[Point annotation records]
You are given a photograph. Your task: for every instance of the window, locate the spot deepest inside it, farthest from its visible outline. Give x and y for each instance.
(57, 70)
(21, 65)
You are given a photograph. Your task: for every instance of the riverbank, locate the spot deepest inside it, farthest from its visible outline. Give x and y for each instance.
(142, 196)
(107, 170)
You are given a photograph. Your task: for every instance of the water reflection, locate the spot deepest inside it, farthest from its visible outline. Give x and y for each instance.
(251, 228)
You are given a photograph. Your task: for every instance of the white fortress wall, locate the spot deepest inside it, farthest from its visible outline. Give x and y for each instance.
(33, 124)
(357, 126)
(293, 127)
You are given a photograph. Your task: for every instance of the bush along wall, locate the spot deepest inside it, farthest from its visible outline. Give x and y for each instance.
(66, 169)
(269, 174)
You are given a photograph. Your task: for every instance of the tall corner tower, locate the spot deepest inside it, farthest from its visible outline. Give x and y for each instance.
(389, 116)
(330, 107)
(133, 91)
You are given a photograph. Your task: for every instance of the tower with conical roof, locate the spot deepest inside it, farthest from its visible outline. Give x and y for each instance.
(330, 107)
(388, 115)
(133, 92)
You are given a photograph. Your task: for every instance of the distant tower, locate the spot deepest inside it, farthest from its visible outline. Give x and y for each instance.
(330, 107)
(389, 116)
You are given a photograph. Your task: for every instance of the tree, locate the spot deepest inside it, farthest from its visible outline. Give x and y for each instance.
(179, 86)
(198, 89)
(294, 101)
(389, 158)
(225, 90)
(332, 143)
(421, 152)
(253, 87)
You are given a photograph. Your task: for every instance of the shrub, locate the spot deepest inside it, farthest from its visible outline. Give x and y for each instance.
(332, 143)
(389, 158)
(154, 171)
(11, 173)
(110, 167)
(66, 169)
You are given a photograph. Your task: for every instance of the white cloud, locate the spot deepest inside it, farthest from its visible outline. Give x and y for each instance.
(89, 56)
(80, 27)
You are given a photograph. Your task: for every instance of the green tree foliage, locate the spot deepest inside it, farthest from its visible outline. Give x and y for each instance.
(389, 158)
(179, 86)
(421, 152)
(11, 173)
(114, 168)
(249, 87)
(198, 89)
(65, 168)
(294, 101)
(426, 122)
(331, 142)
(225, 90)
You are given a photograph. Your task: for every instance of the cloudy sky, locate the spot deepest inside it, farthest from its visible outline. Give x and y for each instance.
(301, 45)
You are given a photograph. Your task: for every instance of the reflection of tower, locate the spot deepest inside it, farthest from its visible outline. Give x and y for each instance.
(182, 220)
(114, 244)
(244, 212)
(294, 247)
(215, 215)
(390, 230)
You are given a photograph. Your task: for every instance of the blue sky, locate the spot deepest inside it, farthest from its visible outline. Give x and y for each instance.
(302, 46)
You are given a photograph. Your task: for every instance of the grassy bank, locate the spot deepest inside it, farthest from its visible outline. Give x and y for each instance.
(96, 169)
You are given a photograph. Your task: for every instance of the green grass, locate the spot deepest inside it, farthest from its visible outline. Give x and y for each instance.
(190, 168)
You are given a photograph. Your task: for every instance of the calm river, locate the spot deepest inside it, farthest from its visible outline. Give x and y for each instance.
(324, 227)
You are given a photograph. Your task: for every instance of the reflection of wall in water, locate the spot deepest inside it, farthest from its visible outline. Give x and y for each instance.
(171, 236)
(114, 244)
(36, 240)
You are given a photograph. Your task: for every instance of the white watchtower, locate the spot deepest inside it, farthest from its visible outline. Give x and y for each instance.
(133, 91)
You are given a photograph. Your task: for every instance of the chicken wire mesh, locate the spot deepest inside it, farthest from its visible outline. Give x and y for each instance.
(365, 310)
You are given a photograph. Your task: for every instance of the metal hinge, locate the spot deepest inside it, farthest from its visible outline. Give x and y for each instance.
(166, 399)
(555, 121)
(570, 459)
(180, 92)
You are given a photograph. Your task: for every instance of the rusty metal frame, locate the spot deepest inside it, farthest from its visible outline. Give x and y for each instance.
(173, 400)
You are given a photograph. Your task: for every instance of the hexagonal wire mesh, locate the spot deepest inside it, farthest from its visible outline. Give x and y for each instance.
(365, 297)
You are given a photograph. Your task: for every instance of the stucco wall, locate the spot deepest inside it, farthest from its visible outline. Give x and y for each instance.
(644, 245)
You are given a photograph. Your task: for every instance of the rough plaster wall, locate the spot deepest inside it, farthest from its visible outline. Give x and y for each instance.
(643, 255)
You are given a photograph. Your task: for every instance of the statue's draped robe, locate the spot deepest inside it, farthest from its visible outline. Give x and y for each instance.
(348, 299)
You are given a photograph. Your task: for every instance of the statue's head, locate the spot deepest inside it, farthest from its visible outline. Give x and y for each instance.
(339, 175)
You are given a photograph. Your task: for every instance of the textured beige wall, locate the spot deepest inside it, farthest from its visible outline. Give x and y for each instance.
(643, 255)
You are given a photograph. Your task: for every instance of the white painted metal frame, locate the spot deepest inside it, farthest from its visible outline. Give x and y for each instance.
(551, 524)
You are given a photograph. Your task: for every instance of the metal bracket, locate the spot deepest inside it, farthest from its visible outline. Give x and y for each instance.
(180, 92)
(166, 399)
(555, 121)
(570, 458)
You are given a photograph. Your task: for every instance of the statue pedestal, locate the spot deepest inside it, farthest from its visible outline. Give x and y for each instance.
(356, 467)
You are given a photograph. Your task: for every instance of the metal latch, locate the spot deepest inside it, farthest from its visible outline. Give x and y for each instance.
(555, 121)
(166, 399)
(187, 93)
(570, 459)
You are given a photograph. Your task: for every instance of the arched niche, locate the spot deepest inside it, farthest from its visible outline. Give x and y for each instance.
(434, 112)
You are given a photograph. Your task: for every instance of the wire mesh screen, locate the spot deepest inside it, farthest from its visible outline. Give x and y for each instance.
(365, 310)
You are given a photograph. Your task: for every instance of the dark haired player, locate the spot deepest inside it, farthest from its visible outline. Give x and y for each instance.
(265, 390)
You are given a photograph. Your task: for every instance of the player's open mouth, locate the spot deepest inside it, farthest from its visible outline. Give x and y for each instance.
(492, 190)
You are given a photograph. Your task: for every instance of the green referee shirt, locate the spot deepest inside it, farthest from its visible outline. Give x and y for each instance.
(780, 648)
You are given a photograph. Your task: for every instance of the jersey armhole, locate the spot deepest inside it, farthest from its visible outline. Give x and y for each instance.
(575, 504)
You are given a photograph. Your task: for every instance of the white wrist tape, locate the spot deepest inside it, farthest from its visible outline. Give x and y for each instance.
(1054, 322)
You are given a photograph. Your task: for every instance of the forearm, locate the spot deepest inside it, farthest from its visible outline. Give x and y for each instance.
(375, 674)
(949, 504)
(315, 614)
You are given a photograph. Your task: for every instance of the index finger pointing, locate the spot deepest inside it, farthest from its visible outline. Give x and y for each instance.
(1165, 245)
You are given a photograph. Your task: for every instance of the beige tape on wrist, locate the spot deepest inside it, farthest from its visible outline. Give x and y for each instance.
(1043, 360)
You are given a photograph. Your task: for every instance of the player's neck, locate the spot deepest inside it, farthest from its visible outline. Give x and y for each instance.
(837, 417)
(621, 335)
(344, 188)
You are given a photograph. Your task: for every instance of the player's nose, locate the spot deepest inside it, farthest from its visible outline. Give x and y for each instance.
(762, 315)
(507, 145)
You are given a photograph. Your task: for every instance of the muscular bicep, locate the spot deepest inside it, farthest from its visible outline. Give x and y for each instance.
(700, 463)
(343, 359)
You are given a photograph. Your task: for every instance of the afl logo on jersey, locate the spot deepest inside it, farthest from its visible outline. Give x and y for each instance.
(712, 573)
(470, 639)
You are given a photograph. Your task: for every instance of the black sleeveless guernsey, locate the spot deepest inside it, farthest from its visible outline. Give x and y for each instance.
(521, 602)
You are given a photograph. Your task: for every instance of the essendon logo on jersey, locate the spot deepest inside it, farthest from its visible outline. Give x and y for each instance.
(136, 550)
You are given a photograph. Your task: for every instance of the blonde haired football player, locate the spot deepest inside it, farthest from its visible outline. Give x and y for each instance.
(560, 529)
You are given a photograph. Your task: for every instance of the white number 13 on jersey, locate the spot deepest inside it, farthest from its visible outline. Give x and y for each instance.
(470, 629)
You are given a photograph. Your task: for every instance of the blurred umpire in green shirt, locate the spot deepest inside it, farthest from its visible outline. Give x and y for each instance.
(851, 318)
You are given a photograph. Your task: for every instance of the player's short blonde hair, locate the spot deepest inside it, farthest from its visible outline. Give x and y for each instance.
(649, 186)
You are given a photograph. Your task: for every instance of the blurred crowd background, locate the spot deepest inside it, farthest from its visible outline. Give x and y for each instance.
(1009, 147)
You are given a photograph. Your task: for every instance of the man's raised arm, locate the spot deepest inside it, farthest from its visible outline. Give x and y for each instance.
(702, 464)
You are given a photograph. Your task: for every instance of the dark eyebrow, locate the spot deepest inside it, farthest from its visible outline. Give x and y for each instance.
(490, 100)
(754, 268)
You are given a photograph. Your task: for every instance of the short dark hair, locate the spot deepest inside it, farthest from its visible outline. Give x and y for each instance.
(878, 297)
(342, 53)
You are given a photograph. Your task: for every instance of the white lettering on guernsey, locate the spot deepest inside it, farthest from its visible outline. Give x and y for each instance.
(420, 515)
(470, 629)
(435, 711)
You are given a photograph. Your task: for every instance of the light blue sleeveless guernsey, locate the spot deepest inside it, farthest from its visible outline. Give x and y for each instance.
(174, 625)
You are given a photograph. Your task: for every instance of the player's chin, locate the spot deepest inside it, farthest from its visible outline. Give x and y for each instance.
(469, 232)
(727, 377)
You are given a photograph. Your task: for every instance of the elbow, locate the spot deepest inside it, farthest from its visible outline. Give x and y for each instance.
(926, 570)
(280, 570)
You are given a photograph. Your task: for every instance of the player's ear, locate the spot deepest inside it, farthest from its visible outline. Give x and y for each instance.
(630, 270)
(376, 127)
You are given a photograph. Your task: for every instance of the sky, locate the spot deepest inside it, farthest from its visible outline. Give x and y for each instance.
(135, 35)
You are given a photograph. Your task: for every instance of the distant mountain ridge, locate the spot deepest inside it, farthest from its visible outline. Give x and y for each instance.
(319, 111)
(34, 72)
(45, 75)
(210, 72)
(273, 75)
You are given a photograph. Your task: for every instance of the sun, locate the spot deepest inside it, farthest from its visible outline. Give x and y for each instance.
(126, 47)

### What is required
Take the line with "player's ear, locate" and all lines after it to the last line, and reproduce them exactly.

### Complete answer
You are given a photograph. Your task: for every instance of the player's ear, locate the spot deepest inside it, farthest from its visible outline. Give x and y for each instance.
(630, 270)
(376, 127)
You are given a photograph. Your task: for every instance of the sky, locate the spot deepest inside it, farthest from its visible outline. Give x and y for each instance.
(135, 35)
You are given a photograph. Your task: for every instance of the distant mountain ridge, locate the spot deepest inside it, farthest from its visible outline. Give x and y for each instance.
(319, 111)
(34, 72)
(45, 75)
(210, 72)
(273, 75)
You are given a photograph. Your task: for every instance of the sun, locate the spot deepest inside it, farthest from its visible outline. Give x and y for each instance.
(126, 47)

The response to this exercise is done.